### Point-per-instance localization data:
====
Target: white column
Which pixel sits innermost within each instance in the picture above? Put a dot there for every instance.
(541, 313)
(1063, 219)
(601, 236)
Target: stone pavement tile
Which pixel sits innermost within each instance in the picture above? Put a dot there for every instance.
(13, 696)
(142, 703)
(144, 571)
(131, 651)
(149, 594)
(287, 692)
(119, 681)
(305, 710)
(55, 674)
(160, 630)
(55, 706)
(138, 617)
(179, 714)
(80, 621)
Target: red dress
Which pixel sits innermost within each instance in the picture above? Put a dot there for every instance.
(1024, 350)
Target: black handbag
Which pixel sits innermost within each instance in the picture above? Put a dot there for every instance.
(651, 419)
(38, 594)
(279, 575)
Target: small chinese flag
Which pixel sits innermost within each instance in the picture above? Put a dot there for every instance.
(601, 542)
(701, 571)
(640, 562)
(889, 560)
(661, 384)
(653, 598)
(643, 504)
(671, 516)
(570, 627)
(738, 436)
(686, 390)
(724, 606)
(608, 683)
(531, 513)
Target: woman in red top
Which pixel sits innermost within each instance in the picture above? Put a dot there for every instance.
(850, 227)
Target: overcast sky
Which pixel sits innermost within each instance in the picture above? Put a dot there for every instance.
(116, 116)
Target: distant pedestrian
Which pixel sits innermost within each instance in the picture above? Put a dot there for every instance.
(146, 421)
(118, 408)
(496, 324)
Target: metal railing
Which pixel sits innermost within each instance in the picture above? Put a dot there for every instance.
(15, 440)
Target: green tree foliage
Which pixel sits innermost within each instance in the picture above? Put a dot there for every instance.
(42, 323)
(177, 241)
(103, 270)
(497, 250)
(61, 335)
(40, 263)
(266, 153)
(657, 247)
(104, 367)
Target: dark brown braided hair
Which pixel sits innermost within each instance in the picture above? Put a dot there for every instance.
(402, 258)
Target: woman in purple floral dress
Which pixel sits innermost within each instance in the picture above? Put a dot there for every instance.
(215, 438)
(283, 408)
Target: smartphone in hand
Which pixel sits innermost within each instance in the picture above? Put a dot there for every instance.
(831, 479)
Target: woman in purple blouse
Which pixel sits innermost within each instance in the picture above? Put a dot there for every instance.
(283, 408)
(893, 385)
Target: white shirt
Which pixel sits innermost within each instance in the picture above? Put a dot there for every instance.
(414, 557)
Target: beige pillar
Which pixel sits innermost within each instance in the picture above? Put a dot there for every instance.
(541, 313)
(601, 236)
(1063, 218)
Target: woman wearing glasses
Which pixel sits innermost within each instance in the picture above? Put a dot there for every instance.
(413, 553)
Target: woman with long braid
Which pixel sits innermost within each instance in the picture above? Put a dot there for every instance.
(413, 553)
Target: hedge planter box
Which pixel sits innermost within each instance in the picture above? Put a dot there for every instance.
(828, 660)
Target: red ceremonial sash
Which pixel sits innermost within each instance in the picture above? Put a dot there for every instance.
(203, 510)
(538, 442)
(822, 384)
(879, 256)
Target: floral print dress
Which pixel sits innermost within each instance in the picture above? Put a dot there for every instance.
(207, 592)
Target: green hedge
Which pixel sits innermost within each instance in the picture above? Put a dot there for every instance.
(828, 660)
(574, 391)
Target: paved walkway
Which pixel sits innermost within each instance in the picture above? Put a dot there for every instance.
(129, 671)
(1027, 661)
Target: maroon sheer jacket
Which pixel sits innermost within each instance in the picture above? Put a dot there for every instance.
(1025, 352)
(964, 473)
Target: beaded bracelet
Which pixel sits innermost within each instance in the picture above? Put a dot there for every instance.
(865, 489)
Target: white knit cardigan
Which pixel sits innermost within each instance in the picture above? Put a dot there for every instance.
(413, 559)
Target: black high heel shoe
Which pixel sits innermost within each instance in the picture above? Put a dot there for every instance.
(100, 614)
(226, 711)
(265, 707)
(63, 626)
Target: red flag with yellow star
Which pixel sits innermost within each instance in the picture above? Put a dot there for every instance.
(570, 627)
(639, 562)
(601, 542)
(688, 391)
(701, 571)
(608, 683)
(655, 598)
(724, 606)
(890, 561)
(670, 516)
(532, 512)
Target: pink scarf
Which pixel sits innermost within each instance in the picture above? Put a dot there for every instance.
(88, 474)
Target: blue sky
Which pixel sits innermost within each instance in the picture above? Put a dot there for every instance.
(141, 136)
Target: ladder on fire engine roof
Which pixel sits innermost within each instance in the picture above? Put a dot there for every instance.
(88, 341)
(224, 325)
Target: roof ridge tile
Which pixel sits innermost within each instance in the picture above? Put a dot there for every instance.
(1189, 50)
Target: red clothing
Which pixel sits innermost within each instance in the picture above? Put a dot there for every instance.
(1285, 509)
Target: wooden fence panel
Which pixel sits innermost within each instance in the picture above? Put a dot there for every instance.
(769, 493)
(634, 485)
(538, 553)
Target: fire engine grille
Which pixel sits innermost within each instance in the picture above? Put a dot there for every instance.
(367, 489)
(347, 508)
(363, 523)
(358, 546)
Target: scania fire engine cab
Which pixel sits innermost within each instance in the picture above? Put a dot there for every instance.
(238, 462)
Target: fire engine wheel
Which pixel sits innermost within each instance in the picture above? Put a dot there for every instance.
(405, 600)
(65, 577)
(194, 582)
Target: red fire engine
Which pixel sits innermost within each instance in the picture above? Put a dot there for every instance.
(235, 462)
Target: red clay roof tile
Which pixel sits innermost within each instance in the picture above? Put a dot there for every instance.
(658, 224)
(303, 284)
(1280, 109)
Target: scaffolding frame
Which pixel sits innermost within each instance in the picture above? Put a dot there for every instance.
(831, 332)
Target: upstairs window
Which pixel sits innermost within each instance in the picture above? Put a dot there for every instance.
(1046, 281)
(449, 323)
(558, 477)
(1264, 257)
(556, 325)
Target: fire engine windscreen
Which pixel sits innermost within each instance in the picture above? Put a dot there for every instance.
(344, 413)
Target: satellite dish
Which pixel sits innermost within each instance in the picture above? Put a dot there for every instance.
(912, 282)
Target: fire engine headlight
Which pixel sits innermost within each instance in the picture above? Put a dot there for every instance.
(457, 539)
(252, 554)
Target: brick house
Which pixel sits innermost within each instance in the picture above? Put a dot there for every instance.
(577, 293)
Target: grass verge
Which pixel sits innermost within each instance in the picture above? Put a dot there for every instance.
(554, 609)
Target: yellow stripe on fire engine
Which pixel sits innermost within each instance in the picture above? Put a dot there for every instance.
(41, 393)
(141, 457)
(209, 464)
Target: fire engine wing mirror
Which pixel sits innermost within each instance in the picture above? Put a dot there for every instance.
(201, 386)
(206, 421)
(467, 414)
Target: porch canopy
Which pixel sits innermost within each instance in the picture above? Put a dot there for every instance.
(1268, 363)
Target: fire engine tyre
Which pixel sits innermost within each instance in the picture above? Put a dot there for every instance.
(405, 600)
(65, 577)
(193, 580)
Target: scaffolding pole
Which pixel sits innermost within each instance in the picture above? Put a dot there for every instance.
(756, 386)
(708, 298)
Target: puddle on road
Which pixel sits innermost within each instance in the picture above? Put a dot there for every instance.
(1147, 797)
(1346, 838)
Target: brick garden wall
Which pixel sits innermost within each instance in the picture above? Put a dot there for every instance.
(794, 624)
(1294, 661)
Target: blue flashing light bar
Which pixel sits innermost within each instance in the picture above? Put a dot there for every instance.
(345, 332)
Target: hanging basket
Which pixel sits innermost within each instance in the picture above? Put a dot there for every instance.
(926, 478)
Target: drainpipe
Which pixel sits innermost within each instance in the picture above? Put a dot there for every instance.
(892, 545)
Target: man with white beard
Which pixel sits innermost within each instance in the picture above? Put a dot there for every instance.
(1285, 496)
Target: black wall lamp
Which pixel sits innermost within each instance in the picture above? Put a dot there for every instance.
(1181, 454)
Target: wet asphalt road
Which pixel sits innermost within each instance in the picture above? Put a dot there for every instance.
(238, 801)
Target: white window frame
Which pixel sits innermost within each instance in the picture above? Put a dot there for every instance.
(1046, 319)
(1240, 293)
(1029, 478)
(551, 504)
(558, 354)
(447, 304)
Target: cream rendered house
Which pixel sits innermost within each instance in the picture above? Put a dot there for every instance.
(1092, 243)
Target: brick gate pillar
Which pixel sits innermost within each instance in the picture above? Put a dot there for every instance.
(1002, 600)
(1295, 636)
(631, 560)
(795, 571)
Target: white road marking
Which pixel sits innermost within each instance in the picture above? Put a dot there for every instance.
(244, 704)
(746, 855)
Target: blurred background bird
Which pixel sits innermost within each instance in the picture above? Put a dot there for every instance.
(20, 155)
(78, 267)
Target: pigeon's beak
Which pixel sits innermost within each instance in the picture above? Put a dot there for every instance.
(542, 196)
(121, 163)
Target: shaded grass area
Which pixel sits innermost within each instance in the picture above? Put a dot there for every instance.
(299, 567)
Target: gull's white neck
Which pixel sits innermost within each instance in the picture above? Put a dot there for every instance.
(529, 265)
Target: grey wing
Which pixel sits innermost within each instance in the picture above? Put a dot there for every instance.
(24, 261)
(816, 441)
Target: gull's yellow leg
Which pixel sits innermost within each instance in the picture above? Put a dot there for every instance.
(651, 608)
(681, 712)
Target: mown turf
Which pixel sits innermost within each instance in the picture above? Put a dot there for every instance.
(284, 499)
====
### What is needed:
Every line in the data that holds "black" should be copied out.

### Result for this exercise:
Target: black handbag
Target: black high heel shoe
Target: black wall lamp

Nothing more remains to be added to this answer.